Exercise prompt |
Do any lines in the data below contain "boat"? If so, copy every one of them.

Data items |

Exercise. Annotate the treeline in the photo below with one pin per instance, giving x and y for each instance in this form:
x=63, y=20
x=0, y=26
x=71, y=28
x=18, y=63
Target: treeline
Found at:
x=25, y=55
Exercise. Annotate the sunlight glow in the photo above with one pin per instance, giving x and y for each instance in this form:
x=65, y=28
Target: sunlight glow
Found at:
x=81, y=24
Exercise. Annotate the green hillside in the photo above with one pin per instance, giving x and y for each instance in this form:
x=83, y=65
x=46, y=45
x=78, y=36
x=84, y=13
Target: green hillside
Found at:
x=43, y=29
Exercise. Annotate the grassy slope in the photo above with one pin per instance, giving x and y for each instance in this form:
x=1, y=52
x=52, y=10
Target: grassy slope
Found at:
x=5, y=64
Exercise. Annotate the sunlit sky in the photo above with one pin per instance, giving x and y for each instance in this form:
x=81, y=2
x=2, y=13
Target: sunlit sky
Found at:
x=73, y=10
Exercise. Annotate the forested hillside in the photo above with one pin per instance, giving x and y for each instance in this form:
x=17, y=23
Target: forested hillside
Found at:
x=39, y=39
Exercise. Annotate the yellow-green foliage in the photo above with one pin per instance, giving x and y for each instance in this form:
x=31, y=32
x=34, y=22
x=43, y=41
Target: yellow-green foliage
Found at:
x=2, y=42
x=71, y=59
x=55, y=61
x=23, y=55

==

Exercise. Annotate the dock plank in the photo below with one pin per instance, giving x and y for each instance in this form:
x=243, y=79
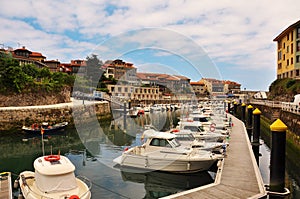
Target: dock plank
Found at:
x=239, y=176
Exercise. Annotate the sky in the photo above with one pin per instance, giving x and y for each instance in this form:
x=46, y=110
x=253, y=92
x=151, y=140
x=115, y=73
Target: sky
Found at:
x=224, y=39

...

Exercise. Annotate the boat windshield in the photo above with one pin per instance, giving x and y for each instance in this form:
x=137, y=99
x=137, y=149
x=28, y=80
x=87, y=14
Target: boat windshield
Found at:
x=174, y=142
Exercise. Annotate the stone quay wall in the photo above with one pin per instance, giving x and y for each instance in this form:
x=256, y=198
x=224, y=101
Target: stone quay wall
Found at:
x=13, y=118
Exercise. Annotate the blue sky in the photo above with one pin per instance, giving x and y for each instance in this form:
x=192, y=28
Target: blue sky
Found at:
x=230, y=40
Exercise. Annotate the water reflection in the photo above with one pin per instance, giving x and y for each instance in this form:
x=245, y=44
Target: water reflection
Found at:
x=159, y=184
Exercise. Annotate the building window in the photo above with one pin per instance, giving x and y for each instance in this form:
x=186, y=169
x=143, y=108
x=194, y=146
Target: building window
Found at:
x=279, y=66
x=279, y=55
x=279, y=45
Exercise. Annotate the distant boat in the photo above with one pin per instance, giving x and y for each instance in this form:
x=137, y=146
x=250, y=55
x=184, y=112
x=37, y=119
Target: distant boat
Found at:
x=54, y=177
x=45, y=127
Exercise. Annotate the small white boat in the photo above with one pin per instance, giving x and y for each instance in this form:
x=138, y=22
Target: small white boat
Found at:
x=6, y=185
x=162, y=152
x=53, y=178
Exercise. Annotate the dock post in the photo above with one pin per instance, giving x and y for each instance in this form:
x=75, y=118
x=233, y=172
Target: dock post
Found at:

Worked solution |
Exercise. Annotate the boat windshield in the photo above with one pin per instance, giving x and y for each instance in this form:
Target: boat windshield
Exercise. Annotate the distant boat in the photo above with one pin per instance, giving x and y for each instance in this form:
Target: distant boat
Exercise. Annotate the small white boat in the photo above with one pin per instance, giving x and y for each instance in this form:
Target: small white boat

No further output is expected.